■ **Tugas Tertulis a**
Laporkan semua baris catatan yang memuat string "jersey".

■ **Teks yang Diberikan**
*-*-*
Warta

Foke harus Nonaktif Setelah Resmi di KPU

Selasa, 6 Maret 2007 | 12:17 WIB

Jakarta, NU Online
Ketua PWNU DKI Jakarta Dr. Ing Fauzi Bowo (Foke) yang saat ini mencalonkan diri sebagai gubernur DKI Jakarta harus non aktif setelah ada pendaftaran secara resmi di KPUD. Pencalonan oleh beberapa parpol sifatnya masih internal dan belum resmi.

“Nanti setelah resmi terdaftar di KPUD kita non aktifkan, karena siapa tahu, pencalonannya belum tentu memenuhi persyaratan di KPUD,” tutur Ketua PBNU H. Ahmad Bagdja kepada NU Online, Selasa (6/3).

<>

Beberapa parpol yang memiliki kesamaan pandang untuk mencalonkan Fauzi Bowo adalah Partai Golkar, PDS, dan PPP. Saat ini juga masih terdapat lobi dengan berbagai parpol yang belum menentukan sikap seperti DPIP untuk mendukung Foke.
*-*-*
■ **Tugas Tertulis b**
Jawab pertanyaan berikut berdasarkan berita di atas.
(i) Pada hari, tanggal, dan pukul berapa berita itu dimuat?
(ii) Siapa Ketua PBNU yang pernyataannya dikutip?
(iii) Parpol apa saja yang disebut memiliki kesamaan pandang untuk mencalonkan Fauzi Bowo?
*-*-*
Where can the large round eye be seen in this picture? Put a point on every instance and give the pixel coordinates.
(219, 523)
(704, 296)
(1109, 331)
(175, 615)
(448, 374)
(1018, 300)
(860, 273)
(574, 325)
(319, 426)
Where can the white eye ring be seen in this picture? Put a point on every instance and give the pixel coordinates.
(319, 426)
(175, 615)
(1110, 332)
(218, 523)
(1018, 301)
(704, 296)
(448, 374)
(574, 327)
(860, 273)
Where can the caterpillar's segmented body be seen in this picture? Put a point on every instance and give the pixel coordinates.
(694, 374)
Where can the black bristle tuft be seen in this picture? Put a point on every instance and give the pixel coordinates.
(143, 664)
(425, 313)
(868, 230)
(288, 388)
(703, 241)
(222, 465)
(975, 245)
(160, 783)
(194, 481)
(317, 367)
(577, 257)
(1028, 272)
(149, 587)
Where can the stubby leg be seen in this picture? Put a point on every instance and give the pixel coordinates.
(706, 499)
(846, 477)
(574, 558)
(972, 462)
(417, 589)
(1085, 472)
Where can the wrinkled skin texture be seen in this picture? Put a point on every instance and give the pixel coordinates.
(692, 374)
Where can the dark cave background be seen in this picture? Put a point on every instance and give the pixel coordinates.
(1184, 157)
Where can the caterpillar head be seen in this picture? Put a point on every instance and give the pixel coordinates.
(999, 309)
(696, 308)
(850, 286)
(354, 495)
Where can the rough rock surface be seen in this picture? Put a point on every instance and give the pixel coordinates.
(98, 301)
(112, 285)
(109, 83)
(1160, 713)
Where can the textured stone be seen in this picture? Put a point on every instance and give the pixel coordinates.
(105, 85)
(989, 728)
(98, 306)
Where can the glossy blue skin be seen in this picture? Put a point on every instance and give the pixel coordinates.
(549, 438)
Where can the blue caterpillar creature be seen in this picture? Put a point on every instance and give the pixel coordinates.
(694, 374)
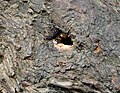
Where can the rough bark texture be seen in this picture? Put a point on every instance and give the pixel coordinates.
(34, 57)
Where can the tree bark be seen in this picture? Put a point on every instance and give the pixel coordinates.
(59, 46)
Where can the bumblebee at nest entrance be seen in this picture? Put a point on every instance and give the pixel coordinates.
(64, 39)
(61, 40)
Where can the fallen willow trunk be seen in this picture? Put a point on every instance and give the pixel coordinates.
(59, 46)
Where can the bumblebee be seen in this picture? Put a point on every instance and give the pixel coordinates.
(60, 36)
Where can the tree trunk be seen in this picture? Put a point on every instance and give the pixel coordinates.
(59, 46)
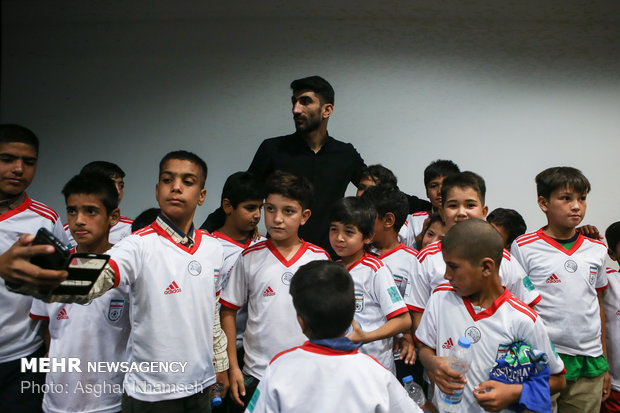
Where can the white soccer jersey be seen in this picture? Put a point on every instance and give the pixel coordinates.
(117, 232)
(94, 332)
(400, 261)
(376, 301)
(431, 268)
(261, 278)
(330, 381)
(19, 335)
(611, 304)
(449, 316)
(412, 227)
(568, 281)
(173, 294)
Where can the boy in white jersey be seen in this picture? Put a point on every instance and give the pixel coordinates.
(123, 227)
(94, 332)
(411, 232)
(327, 373)
(476, 305)
(568, 270)
(261, 278)
(462, 198)
(611, 305)
(391, 206)
(20, 336)
(380, 312)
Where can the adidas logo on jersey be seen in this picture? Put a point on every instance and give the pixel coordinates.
(448, 344)
(173, 288)
(62, 315)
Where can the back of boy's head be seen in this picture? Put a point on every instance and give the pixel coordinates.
(290, 185)
(186, 156)
(440, 167)
(463, 180)
(388, 199)
(146, 217)
(324, 298)
(473, 240)
(316, 84)
(109, 169)
(93, 184)
(612, 235)
(561, 177)
(241, 187)
(355, 211)
(509, 219)
(380, 175)
(10, 133)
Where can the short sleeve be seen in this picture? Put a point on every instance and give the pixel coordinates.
(235, 291)
(387, 294)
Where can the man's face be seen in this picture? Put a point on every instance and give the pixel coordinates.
(307, 111)
(18, 164)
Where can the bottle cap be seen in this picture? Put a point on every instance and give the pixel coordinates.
(464, 342)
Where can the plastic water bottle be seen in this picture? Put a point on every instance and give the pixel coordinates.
(459, 360)
(414, 390)
(216, 392)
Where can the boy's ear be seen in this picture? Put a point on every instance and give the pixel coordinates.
(227, 206)
(305, 215)
(543, 203)
(114, 217)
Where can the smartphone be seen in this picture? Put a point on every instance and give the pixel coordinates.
(54, 261)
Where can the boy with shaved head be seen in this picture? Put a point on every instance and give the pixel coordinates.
(473, 303)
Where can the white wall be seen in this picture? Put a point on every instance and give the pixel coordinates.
(504, 97)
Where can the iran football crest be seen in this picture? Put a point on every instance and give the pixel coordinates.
(116, 309)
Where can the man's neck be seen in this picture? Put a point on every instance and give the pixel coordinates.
(287, 247)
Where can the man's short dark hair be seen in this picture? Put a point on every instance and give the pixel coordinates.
(186, 156)
(509, 219)
(93, 184)
(380, 175)
(440, 167)
(463, 180)
(386, 199)
(109, 169)
(473, 240)
(355, 211)
(290, 185)
(561, 177)
(612, 235)
(323, 296)
(316, 84)
(10, 133)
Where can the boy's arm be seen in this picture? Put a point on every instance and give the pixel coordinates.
(228, 317)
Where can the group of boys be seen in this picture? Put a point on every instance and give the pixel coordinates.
(400, 281)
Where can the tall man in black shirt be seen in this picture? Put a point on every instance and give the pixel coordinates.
(328, 163)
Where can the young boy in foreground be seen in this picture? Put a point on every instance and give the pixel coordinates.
(327, 373)
(94, 332)
(475, 304)
(261, 278)
(568, 270)
(611, 305)
(380, 312)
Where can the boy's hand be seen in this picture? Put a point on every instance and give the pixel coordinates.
(357, 335)
(406, 347)
(237, 385)
(16, 268)
(590, 231)
(494, 396)
(444, 377)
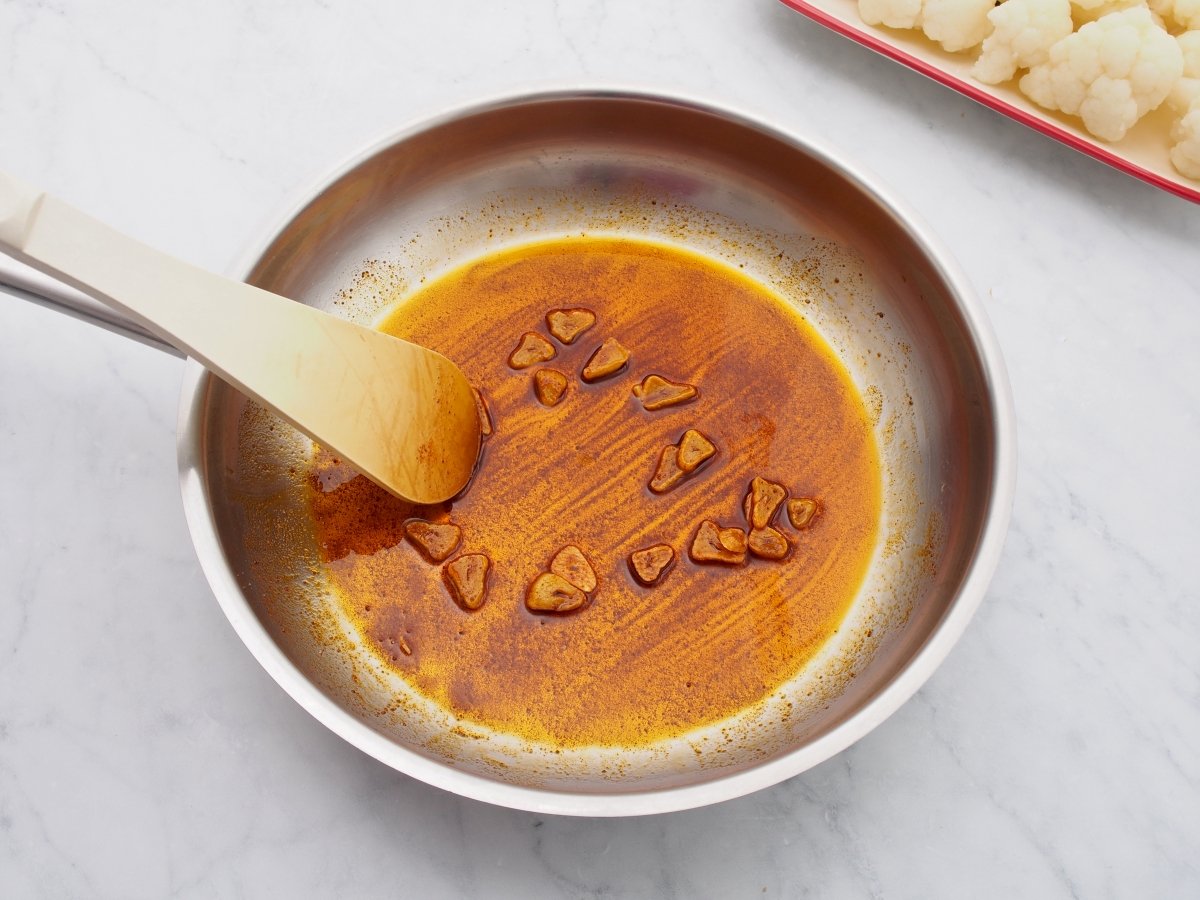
*-*-*
■ **Jawaban Latihan a**
Where can the white soccer jersey be seen in this picture? Put a point on every instance and give the pixel coordinates.
Where can the boy in white jersey be seen in this picture? Put a point on every instance and give the pixel coordinates.
Where can the adidas logo on jersey be seen in this picture? Put a point on every instance and give the pixel coordinates.

■ **Jawaban Latihan b**
(i) Selasa, 6 Maret 2007, pukul 12:17 WIB.
(ii) H. Ahmad Bagdja.
(iii) Partai Golkar, PDS, dan PPP.